Please say whether each statement agrees with the profile excerpt below, answering yes or no and quoting the deciding words: (a) the writer is a PhD candidate at the University of Ottawa; (b) the writer attended COP27 and COP15 in 2022 as a representative of Friends of the Earth Canada; (c) Mathur v Ontario is called the first human rights-based climate change Charter application in Canada to have a hearing on the merits.

** SOURCE EXCERPT **

_ _ _

I am currently a PhD candidate at the University of Ottawa. My doctoral research is at the intersection of public and planetary health, human rights, and environmental law. I am drawing on relational theories and ecological approaches to law to critique and reimagine the human right to a healthy environment as a tool for protecting the health of both human beings and the more-than-human world along with environmental, intergenerational, and interspecies justice.
Since beginning my graduate studies, my academic and community activities have focused mainly on environmental law, human rights, and climate justice. I recently represented Friends of the Earth Canada as an intervener in Mathur v Ontario, the first human rights-based climate change Charter application in Canada to have a hearing on the merits. In 2022, I attended the UN Conferences of the Parties on Climate Change (COP27) and on Biodiversity (COP15) as an observer with a team of scholars from the University of Ottawa’s Centre for Environmental Law and Global Sustainability. I have been involved in a number of initiatives related to children’s rights and the environment with the Global Network for Human Rights and the Environment. My graduate research has led to several published articles and reports, as well as presentations and guest lectures on environmental rights and planetary health.
What appealed to you about doing an academic teaching Fellowship at the Schulich School of Law?

_ _ _

** STORED DATA **
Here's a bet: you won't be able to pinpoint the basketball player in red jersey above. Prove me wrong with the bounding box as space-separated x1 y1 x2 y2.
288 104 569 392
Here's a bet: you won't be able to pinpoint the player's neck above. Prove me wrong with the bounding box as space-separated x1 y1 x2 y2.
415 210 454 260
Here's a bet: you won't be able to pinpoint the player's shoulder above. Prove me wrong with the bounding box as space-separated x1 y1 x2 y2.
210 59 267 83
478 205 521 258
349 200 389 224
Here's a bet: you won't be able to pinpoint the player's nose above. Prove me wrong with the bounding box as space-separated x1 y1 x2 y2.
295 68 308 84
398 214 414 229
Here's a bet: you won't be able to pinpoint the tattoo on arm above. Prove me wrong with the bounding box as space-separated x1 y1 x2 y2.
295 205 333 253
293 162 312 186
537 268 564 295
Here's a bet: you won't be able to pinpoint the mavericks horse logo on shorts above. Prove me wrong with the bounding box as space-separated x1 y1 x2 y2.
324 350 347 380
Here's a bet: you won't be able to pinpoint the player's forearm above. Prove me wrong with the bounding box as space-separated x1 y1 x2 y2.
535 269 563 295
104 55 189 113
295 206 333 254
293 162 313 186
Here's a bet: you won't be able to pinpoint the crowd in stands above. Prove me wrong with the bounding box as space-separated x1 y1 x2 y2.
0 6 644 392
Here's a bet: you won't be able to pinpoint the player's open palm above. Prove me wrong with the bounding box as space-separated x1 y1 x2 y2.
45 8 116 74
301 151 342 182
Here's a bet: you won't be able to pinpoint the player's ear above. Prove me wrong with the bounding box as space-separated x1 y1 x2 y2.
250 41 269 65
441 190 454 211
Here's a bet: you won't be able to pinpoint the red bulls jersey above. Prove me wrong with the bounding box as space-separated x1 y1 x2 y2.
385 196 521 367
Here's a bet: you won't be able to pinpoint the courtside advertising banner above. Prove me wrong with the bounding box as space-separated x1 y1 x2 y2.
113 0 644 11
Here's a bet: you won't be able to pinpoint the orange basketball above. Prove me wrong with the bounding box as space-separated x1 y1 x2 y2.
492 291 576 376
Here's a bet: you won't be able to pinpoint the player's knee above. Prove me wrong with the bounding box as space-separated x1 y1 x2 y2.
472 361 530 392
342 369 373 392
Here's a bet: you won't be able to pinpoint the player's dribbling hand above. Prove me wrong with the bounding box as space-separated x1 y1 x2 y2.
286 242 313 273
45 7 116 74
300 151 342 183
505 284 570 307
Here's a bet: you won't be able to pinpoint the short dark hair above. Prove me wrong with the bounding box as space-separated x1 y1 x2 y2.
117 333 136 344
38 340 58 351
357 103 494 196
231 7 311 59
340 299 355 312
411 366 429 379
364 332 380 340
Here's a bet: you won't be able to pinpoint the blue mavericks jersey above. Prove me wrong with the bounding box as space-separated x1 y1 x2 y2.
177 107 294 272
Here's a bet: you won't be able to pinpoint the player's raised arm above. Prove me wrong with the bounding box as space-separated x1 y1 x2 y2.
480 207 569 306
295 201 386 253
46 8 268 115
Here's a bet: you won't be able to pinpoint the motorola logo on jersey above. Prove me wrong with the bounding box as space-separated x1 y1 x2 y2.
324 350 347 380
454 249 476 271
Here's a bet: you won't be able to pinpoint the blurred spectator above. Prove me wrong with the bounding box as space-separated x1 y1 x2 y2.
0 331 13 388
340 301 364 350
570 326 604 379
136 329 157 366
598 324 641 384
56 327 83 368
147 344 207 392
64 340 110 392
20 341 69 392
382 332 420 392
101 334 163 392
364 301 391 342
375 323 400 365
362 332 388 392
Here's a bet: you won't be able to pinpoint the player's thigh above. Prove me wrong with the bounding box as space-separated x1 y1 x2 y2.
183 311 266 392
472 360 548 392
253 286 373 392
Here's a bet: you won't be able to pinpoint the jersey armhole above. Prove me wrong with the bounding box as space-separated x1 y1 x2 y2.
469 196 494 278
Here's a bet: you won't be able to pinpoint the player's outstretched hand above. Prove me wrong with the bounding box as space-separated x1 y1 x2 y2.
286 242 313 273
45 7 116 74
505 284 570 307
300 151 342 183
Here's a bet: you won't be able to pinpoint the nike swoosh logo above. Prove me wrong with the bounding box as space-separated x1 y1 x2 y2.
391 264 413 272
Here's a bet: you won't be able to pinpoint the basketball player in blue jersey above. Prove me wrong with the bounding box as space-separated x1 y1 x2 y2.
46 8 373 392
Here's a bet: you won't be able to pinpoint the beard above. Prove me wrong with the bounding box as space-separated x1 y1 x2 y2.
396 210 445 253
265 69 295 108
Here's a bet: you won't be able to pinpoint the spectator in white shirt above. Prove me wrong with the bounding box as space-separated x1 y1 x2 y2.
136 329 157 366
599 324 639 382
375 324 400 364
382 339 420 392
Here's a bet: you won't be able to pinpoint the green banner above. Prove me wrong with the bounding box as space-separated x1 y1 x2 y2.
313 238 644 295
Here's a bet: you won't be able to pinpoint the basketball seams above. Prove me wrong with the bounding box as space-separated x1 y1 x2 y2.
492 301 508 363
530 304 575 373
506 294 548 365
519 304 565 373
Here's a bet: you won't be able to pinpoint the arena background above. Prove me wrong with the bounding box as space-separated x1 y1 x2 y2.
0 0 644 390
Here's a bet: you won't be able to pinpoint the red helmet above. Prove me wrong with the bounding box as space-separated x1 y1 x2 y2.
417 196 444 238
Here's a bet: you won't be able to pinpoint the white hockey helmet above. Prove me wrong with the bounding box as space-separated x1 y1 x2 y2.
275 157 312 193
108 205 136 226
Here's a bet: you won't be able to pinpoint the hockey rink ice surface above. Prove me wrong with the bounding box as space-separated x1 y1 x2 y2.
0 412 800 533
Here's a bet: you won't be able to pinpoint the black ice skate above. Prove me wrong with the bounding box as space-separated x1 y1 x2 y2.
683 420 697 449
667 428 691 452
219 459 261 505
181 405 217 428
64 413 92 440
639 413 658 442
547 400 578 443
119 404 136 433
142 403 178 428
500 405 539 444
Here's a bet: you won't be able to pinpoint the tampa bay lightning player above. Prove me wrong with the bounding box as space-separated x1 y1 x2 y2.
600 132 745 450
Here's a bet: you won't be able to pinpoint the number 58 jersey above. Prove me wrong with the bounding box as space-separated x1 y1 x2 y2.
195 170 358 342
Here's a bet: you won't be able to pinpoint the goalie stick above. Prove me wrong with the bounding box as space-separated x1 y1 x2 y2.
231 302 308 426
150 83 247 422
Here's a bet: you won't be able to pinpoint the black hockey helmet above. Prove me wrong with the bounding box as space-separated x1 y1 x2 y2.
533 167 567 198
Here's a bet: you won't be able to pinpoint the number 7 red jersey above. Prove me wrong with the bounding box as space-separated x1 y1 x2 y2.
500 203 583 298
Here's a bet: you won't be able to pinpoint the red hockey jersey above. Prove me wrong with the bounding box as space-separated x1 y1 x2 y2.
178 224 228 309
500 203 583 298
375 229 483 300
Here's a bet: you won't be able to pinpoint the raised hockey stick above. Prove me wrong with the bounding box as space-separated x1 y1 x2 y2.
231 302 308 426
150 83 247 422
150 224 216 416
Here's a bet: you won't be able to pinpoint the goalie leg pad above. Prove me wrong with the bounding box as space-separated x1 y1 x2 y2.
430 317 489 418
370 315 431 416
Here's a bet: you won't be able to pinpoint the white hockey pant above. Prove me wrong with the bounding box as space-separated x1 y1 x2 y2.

_ _ _

** RESPONSE TO THIS TASK **
(a) Yes: "I am currently a PhD candidate at the University of Ottawa."
(b) No: "as an observer with a team of scholars from the University of Ottawa’s Centre for Environmental Law and Global Sustainability"
(c) Yes: "the first human rights-based climate change Charter application in Canada to have a hearing on the merits"